Faber’s Sil-k Act hood, incorporating Silentium’s noise reduction technology (Photo credit: Faber) By DAVID SHAMAH, Times of Israel. Silentium’s noise cancellation technology is being built into a variety of consumer, technology, and business products, helping people to cope with the headache of modern life.
Ambient noise is one of the banes of modern life — the byproduct of a technologically advanced world, where the whir of computer hard drives, the hum of air conditioners, and the beeps and blips of computers and smart devices combine into a cacophony of background music.
Some people actually like white noise, as it is sometimes called, and have a hard time functioning when it’s too quiet, while the buzz of gadgets drives others crazy. Either way, however, scientists have found that ongoing background noise is clearly linked to increased stress levels, and can induce the release of a body chemical called cortisol – too much of which can negatively affect brain functions such as planning, reasoning, impulse control, and even short-term memory. According to former US Surgeon General William H. Stewart, “calling noise a nuisance is like calling smog an inconvenience. Noise must be considered a hazard to the health of people everywhere.”
One Israeli company has made it its mission to lower the levels of background noise in our daily lives. Rehovot-based Silentium has a computer algorithm-based silencing technology that can be applied to a wide variety of business and consumer products.

§ EXERCISE REQUIREMENTS:
**A.** List every brain function that the article on background noise says too much cortisol can negatively affect.
**B.** Answer these questions from the article on background noise, one answer per line:
(i) In which city is Silentium based?
(ii) What body chemical can ongoing background noise cause to be released?
(iii) What is the name of Faber's hood that incorporates Silentium's technology?

§ LISTED ENTRIES:
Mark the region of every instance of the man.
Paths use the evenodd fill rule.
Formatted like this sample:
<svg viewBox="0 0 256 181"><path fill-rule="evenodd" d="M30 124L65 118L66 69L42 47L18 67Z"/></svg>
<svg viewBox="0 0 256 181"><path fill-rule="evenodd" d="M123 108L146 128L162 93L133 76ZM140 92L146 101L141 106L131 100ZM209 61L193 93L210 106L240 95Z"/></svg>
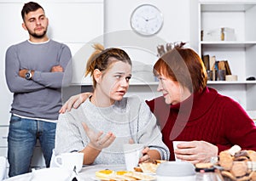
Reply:
<svg viewBox="0 0 256 181"><path fill-rule="evenodd" d="M29 172L38 139L49 167L62 78L71 59L67 45L48 37L48 18L39 4L25 3L21 15L29 40L9 47L5 59L7 84L14 93L8 136L9 177Z"/></svg>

§ ANSWER SET:
**A.** Planning, reasoning, impulse control, short-term memory

**B.**
(i) Rehovot
(ii) Cortisol
(iii) The Sil-k Act hood